Segment Open

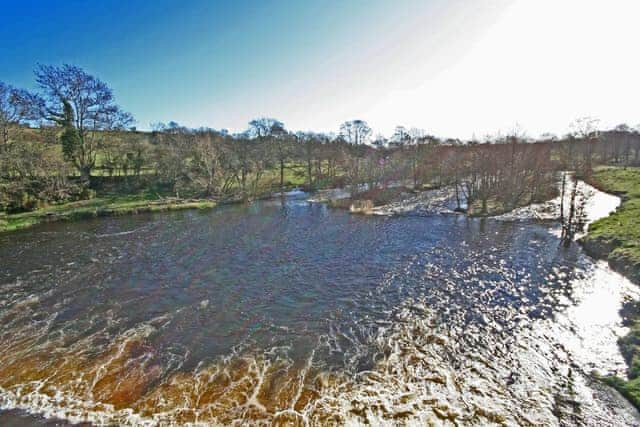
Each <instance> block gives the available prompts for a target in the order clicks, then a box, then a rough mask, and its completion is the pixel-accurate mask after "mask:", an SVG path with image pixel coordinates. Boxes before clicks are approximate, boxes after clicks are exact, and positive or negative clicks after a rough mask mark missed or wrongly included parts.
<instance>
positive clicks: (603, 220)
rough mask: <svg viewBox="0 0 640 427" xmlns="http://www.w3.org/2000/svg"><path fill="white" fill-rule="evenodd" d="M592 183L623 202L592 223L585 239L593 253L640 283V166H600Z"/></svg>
mask: <svg viewBox="0 0 640 427" xmlns="http://www.w3.org/2000/svg"><path fill="white" fill-rule="evenodd" d="M591 184H593V185H594V186H595V187H596V188H599V189H600V190H603V191H606V192H608V193H613V194H617V195H619V196H620V197H621V198H622V205H621V206H620V207H619V208H618V210H617V211H616V212H614V213H613V214H611V215H609V216H608V217H606V218H602V219H600V220H598V221H596V222H594V223H593V224H591V226H590V227H589V233H588V235H587V236H586V237H585V238H584V239H583V241H582V243H583V245H584V247H585V249H586V250H587V252H589V253H590V254H591V255H594V256H596V257H598V258H604V259H606V260H608V261H609V264H611V266H612V267H613V268H614V269H615V270H616V271H618V272H620V273H622V274H624V275H626V276H627V277H629V278H630V279H631V280H632V281H634V282H635V283H638V284H640V168H626V169H625V168H621V167H603V168H598V169H597V170H596V171H595V172H594V174H593V178H592V179H591Z"/></svg>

Segment Closed

## [What this task involves]
Could you write out these lines again, swapping "positive clicks" for "foreground clicks" and leaving everything else unchanged, and without the pictures?

## [Solution to this task]
Each <instance> block gives the available prompts for a target in the order clicks, then a box, then a rough mask, and its completion is the pixel-accurate mask after "mask:", an SVG path with image pixel coordinates. Boxes before clicks are approximate, boxes after clicks are exact, and positive or negative clicks after a rough mask mark missed or wrongly included parts.
<instance>
foreground clicks: (603, 220)
rough mask: <svg viewBox="0 0 640 427" xmlns="http://www.w3.org/2000/svg"><path fill="white" fill-rule="evenodd" d="M592 183L623 202L592 223L585 239L593 253L640 283V166H600Z"/></svg>
mask: <svg viewBox="0 0 640 427" xmlns="http://www.w3.org/2000/svg"><path fill="white" fill-rule="evenodd" d="M591 184H593V185H594V186H595V187H596V188H599V189H600V190H603V191H606V192H608V193H613V194H617V195H619V196H620V197H621V198H622V205H621V206H620V207H619V208H618V210H617V211H616V212H614V213H613V214H611V215H609V216H608V217H606V218H602V219H600V220H598V221H596V222H594V223H593V224H591V226H590V227H589V233H588V235H587V236H586V237H585V238H584V239H583V241H582V243H583V245H584V247H585V249H586V250H587V252H589V253H590V254H591V255H594V256H596V257H598V258H604V259H606V260H608V261H609V264H611V266H612V267H613V268H614V269H615V270H616V271H618V272H620V273H622V274H624V275H626V276H627V277H629V278H630V279H631V280H632V281H634V282H635V283H638V284H640V168H626V169H625V168H621V167H603V168H598V169H597V170H596V171H595V172H594V174H593V178H592V179H591Z"/></svg>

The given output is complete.